### Instructions to follow
Report how many lines in the listing below include the string "cornice", and write nothing more.

/---

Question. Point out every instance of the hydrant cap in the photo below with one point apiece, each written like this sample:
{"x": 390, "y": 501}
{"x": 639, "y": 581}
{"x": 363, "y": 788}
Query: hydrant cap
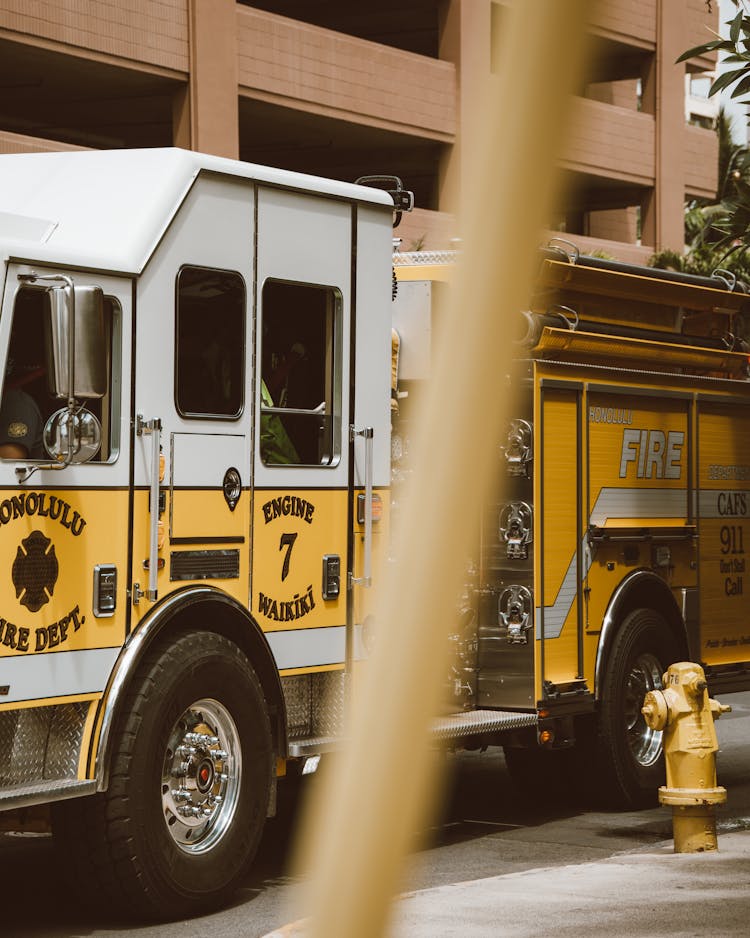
{"x": 655, "y": 710}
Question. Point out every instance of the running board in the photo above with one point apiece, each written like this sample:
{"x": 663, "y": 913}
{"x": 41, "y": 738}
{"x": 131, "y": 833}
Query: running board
{"x": 24, "y": 796}
{"x": 446, "y": 728}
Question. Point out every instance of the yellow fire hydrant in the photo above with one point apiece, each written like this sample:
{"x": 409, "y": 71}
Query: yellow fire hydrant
{"x": 686, "y": 713}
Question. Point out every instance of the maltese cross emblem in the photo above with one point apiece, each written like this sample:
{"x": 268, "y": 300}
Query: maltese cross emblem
{"x": 35, "y": 571}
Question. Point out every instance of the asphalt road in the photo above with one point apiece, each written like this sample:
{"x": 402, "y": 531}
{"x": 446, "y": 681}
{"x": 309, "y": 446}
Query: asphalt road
{"x": 486, "y": 829}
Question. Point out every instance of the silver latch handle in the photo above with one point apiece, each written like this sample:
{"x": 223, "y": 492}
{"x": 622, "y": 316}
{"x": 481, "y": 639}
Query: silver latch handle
{"x": 368, "y": 434}
{"x": 154, "y": 428}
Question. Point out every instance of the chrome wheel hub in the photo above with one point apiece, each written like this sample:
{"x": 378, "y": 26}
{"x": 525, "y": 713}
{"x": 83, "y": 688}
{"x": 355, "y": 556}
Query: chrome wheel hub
{"x": 201, "y": 776}
{"x": 645, "y": 675}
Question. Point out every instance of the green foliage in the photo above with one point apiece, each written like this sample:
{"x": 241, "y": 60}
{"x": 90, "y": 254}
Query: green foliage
{"x": 724, "y": 227}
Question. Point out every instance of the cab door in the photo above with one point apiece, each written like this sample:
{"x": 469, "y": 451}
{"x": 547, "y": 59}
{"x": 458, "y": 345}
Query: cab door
{"x": 63, "y": 531}
{"x": 302, "y": 504}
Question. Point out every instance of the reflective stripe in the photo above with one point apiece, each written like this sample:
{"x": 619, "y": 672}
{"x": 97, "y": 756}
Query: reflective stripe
{"x": 56, "y": 674}
{"x": 556, "y": 614}
{"x": 643, "y": 504}
{"x": 304, "y": 648}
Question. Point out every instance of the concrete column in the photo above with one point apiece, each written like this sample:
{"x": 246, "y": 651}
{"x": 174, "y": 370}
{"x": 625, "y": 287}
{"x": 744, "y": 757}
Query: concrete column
{"x": 664, "y": 95}
{"x": 465, "y": 40}
{"x": 205, "y": 113}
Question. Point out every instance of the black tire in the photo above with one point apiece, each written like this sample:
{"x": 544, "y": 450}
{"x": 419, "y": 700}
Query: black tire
{"x": 141, "y": 844}
{"x": 630, "y": 754}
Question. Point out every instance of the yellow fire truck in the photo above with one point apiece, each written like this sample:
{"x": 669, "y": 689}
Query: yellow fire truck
{"x": 615, "y": 542}
{"x": 195, "y": 415}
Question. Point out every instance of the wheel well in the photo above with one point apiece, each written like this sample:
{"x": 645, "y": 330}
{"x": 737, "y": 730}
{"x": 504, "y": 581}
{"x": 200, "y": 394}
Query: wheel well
{"x": 642, "y": 589}
{"x": 209, "y": 610}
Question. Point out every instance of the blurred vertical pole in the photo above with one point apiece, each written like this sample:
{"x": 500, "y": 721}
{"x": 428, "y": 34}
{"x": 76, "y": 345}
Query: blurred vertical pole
{"x": 363, "y": 825}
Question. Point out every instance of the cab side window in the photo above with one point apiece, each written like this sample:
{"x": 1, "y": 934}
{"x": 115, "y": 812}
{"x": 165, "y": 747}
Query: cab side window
{"x": 28, "y": 400}
{"x": 300, "y": 404}
{"x": 210, "y": 343}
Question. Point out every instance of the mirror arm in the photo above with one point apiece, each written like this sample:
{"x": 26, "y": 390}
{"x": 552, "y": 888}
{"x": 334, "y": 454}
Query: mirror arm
{"x": 24, "y": 472}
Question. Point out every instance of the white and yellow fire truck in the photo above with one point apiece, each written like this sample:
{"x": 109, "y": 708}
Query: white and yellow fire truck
{"x": 195, "y": 414}
{"x": 195, "y": 447}
{"x": 614, "y": 543}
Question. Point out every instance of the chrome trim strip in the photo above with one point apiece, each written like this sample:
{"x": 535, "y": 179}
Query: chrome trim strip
{"x": 613, "y": 502}
{"x": 56, "y": 674}
{"x": 307, "y": 648}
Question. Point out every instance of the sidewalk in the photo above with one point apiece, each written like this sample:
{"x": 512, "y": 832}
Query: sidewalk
{"x": 652, "y": 891}
{"x": 649, "y": 892}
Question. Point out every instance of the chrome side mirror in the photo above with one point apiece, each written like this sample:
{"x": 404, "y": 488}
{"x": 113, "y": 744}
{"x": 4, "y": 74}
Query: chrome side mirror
{"x": 73, "y": 436}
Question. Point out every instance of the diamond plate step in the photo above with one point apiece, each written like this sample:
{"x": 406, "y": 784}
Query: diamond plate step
{"x": 451, "y": 726}
{"x": 477, "y": 722}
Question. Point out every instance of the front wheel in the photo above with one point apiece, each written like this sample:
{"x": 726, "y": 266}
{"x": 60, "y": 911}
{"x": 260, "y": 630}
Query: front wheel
{"x": 189, "y": 784}
{"x": 630, "y": 753}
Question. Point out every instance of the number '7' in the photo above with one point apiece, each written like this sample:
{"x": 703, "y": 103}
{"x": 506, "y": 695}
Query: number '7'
{"x": 287, "y": 540}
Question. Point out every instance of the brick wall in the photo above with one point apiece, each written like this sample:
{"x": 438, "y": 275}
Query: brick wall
{"x": 701, "y": 162}
{"x": 611, "y": 141}
{"x": 153, "y": 32}
{"x": 634, "y": 19}
{"x": 319, "y": 70}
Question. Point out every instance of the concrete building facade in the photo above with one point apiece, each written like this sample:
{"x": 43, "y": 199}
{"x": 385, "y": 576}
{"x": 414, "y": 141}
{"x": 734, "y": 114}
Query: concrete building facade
{"x": 346, "y": 89}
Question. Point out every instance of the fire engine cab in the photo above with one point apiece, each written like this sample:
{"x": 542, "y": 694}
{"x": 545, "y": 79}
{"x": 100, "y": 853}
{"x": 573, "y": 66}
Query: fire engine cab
{"x": 614, "y": 541}
{"x": 195, "y": 414}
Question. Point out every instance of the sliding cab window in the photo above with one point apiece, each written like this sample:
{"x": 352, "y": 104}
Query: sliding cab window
{"x": 33, "y": 405}
{"x": 300, "y": 392}
{"x": 210, "y": 343}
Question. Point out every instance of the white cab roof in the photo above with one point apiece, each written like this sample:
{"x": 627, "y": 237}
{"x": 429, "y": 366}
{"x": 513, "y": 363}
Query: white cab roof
{"x": 109, "y": 208}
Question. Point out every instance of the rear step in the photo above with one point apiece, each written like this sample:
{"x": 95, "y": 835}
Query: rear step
{"x": 453, "y": 726}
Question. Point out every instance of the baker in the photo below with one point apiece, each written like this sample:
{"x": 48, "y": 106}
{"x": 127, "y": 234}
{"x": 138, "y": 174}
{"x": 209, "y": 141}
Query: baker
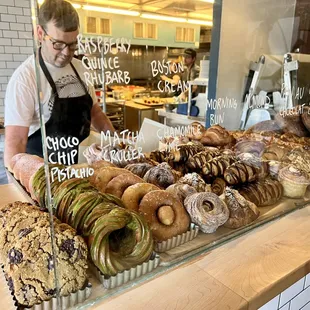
{"x": 69, "y": 105}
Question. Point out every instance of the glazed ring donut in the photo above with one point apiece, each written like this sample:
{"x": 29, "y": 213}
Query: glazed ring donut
{"x": 134, "y": 193}
{"x": 181, "y": 190}
{"x": 161, "y": 176}
{"x": 119, "y": 184}
{"x": 165, "y": 214}
{"x": 106, "y": 174}
{"x": 207, "y": 210}
{"x": 115, "y": 246}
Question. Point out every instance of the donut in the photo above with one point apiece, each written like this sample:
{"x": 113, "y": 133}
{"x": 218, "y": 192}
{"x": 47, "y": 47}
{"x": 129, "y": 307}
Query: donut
{"x": 140, "y": 169}
{"x": 161, "y": 175}
{"x": 120, "y": 240}
{"x": 165, "y": 214}
{"x": 207, "y": 210}
{"x": 134, "y": 193}
{"x": 181, "y": 190}
{"x": 218, "y": 186}
{"x": 105, "y": 175}
{"x": 118, "y": 185}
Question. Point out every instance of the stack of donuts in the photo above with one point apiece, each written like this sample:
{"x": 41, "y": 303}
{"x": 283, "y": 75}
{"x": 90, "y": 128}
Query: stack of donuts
{"x": 117, "y": 238}
{"x": 163, "y": 212}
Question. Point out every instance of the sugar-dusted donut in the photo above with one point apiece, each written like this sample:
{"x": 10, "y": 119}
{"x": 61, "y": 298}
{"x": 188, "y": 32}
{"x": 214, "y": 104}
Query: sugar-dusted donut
{"x": 134, "y": 193}
{"x": 207, "y": 210}
{"x": 162, "y": 175}
{"x": 165, "y": 214}
{"x": 118, "y": 185}
{"x": 181, "y": 190}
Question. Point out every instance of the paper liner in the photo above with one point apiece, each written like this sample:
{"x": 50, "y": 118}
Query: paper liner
{"x": 178, "y": 240}
{"x": 7, "y": 298}
{"x": 128, "y": 275}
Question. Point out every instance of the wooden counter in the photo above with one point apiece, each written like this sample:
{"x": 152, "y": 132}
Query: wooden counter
{"x": 242, "y": 274}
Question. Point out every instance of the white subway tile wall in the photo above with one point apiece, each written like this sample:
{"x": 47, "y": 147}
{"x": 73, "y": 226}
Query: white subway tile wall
{"x": 306, "y": 307}
{"x": 15, "y": 41}
{"x": 296, "y": 297}
{"x": 291, "y": 292}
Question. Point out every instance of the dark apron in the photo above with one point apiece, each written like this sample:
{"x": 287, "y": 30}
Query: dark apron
{"x": 70, "y": 117}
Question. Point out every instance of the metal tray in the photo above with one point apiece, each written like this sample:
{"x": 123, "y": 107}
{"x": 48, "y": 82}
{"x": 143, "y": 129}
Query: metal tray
{"x": 66, "y": 301}
{"x": 178, "y": 240}
{"x": 128, "y": 275}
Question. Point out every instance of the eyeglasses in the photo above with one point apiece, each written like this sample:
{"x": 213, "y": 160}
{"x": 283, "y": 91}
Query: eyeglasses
{"x": 60, "y": 45}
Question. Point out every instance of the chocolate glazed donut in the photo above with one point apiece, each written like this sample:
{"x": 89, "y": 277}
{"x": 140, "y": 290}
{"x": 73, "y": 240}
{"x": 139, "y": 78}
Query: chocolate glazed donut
{"x": 207, "y": 210}
{"x": 165, "y": 214}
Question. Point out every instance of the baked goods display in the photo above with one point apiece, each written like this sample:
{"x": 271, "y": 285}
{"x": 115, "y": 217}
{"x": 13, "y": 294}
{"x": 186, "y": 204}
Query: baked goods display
{"x": 165, "y": 214}
{"x": 292, "y": 123}
{"x": 119, "y": 154}
{"x": 240, "y": 172}
{"x": 217, "y": 136}
{"x": 161, "y": 175}
{"x": 207, "y": 210}
{"x": 27, "y": 257}
{"x": 181, "y": 190}
{"x": 241, "y": 211}
{"x": 262, "y": 193}
{"x": 213, "y": 178}
{"x": 195, "y": 181}
{"x": 294, "y": 181}
{"x": 217, "y": 166}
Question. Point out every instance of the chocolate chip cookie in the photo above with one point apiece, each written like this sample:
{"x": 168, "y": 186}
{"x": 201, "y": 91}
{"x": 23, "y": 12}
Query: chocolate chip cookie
{"x": 27, "y": 254}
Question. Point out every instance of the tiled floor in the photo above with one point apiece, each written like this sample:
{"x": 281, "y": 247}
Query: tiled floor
{"x": 3, "y": 177}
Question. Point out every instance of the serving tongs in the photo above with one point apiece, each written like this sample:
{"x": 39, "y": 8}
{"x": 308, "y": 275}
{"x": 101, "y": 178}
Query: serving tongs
{"x": 250, "y": 88}
{"x": 290, "y": 68}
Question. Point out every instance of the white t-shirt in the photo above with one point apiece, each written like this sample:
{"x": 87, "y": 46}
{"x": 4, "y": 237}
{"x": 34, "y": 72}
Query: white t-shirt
{"x": 21, "y": 98}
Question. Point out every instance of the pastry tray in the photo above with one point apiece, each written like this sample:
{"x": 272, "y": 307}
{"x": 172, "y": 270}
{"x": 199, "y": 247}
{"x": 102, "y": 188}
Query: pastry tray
{"x": 206, "y": 242}
{"x": 67, "y": 302}
{"x": 178, "y": 240}
{"x": 127, "y": 275}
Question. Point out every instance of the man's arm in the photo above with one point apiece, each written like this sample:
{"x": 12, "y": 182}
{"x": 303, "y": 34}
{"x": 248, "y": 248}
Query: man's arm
{"x": 99, "y": 120}
{"x": 16, "y": 138}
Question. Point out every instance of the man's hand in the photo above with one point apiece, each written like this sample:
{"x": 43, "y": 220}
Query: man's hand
{"x": 99, "y": 120}
{"x": 16, "y": 138}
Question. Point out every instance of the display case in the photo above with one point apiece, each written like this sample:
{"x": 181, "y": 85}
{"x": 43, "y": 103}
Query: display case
{"x": 117, "y": 214}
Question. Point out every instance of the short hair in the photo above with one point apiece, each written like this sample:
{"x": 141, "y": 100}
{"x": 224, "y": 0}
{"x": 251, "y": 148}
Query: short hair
{"x": 61, "y": 12}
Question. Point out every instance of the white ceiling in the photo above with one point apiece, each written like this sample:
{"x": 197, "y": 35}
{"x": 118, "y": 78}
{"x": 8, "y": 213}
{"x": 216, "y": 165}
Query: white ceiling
{"x": 199, "y": 9}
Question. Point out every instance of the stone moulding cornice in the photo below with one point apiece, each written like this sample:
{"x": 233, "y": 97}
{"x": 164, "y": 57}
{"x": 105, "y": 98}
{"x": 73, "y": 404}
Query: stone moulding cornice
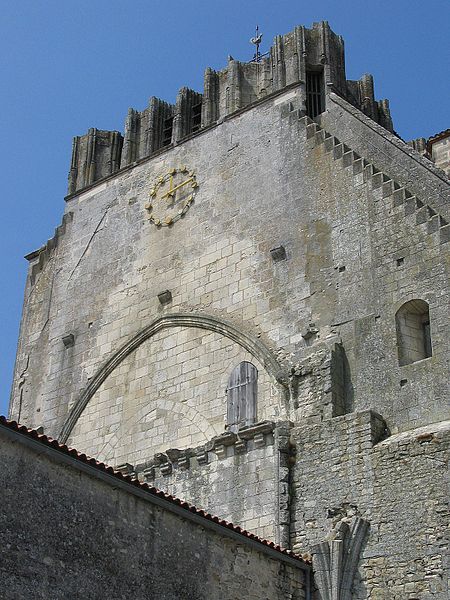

\---

### Problem solution
2